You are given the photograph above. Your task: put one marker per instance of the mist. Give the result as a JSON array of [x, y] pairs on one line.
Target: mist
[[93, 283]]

****************************************

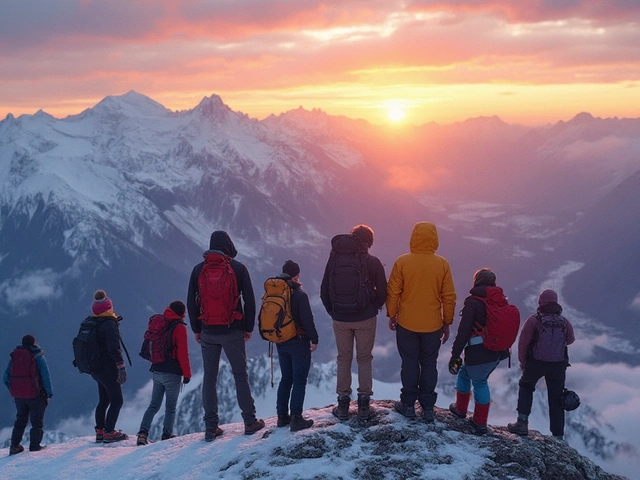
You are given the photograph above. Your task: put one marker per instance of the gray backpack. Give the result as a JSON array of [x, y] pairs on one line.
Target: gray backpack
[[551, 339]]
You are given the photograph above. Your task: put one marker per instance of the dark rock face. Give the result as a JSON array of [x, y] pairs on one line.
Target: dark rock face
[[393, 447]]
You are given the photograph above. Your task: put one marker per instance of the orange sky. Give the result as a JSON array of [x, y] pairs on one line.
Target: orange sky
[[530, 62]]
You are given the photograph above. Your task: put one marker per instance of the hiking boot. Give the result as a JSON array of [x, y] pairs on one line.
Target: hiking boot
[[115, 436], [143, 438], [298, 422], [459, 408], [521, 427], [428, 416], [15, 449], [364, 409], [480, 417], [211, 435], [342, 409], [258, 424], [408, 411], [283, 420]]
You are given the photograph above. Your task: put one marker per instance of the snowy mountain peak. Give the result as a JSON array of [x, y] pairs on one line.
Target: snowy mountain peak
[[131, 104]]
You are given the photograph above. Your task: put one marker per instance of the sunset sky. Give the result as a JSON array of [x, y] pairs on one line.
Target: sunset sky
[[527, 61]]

****************************************

Reproduce the lines of the listing above word for word, starting at the line that contains "of the gray" and ending at the line that contains "[[393, 447]]", with both of those lines included and no others.

You are given the photograph above. Your task: put one marker per instance of the gray backpack. Give the result as a JSON array of [x, y] pairs on one line.
Target: gray backpack
[[551, 339]]
You are given the photograph above. Your task: put one marker per instance of the dark rock face. Give the result as a JSON array of [x, y] pairs on one line.
Target: dark rock face
[[393, 447]]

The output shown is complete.